(Records from a data source)

******

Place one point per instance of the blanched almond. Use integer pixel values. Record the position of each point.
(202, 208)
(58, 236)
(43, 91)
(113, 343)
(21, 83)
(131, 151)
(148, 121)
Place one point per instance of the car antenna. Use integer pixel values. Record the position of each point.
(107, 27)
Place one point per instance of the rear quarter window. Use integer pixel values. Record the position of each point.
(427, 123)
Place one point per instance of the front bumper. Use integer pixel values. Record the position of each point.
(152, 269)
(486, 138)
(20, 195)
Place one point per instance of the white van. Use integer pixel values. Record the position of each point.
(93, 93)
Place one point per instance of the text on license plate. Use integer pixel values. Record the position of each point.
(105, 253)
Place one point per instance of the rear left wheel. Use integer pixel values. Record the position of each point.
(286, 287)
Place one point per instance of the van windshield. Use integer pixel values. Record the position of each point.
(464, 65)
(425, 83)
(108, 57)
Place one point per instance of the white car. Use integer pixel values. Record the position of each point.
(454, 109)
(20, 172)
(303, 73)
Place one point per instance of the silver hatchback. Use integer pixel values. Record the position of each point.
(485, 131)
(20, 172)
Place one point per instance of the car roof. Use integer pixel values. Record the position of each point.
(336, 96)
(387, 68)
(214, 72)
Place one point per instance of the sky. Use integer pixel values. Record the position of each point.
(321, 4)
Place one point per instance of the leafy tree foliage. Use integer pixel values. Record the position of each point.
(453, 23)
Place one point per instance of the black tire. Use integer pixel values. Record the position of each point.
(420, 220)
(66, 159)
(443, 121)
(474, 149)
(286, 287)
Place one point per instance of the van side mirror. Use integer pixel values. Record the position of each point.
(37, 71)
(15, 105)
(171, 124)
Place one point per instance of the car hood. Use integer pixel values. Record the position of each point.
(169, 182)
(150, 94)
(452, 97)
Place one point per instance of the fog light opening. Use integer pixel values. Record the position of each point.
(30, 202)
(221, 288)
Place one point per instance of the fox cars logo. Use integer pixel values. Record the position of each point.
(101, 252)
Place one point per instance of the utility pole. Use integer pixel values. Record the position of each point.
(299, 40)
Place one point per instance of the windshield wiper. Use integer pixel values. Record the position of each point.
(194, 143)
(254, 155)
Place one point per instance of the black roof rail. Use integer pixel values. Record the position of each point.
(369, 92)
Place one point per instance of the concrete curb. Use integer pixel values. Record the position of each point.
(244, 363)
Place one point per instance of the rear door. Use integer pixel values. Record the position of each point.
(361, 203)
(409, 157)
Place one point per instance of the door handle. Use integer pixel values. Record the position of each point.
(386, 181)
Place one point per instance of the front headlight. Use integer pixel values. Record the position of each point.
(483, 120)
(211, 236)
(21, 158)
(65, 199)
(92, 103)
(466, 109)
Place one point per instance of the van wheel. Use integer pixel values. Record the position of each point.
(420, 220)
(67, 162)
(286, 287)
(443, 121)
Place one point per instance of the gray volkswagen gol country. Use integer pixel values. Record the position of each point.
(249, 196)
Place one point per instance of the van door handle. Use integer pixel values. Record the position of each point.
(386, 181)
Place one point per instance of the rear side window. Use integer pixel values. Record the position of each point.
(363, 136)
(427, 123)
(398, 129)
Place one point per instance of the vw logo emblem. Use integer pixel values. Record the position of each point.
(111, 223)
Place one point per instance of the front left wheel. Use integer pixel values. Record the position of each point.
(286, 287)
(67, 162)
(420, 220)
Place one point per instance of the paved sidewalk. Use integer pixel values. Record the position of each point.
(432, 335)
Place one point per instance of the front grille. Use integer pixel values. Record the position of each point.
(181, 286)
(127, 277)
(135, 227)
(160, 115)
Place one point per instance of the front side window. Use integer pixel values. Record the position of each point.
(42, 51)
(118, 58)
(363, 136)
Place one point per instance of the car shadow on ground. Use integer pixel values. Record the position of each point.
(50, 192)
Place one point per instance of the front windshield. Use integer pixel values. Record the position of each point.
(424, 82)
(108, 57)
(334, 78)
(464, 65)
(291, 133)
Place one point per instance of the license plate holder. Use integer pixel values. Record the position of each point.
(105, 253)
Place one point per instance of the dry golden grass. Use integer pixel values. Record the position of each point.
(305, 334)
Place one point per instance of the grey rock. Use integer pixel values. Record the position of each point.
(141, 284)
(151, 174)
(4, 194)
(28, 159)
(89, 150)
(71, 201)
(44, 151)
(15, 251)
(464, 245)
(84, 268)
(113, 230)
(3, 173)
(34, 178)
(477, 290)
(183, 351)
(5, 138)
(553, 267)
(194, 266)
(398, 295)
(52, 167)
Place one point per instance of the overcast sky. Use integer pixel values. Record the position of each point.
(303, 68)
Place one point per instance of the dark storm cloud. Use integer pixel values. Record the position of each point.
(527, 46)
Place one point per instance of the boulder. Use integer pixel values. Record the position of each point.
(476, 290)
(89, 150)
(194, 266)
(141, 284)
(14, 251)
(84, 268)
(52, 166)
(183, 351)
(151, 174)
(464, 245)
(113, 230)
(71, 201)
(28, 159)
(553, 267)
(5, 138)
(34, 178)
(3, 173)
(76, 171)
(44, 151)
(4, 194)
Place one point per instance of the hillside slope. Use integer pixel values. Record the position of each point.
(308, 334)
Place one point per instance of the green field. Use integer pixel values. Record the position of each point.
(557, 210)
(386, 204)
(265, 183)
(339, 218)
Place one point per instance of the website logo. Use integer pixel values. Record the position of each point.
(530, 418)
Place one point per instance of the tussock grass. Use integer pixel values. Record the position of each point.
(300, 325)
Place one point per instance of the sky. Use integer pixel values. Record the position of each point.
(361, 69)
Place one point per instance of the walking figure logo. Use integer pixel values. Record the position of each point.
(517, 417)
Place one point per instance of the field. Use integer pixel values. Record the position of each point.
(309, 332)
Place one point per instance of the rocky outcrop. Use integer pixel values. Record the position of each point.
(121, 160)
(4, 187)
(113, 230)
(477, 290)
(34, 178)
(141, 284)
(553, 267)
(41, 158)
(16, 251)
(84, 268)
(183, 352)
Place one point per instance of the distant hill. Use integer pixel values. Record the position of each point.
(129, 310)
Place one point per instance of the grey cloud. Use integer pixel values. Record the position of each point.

******

== PROBLEM STATEMENT ==
Copy the lines of the material above, from the line containing "Place one point per instance of the hillside" through the end of the material, inclusive, without changing anything.

== RESPONSE TO THE EXERCISE ==
Place one point per instance of the hillside slope. Use integer pixel values. Record the position of each point.
(308, 334)
Place one point per instance of the green field. Use integer pixel values. Record the position of each point.
(557, 210)
(386, 204)
(265, 183)
(339, 218)
Place one point per instance of the website logo. Use integer pixel values. Record the position of each point.
(530, 418)
Place one point per instance of the tussock grass. Use integer pixel values. Record the position of each point.
(300, 325)
Place one point per instance of the sky. Use integer pixel values. Record the position of each point.
(361, 69)
Place one point per instance of the walking figure logo. Use integer pixel values. Record the position of each point.
(517, 417)
Place one point per instance of the field. Use integer pixel values. Record the position of each point.
(309, 332)
Place one point per instance of the rocky outcrop. Use integer pixel values. Record the position of each point.
(121, 160)
(4, 187)
(113, 230)
(477, 290)
(34, 178)
(141, 284)
(553, 267)
(41, 158)
(16, 251)
(84, 268)
(183, 352)
Place one point per instance of the distant hill. Use integer pixel values. Record the position of each point.
(129, 310)
Place one point per instance of the grey cloud. Use integer pixel values. Record the position of each point.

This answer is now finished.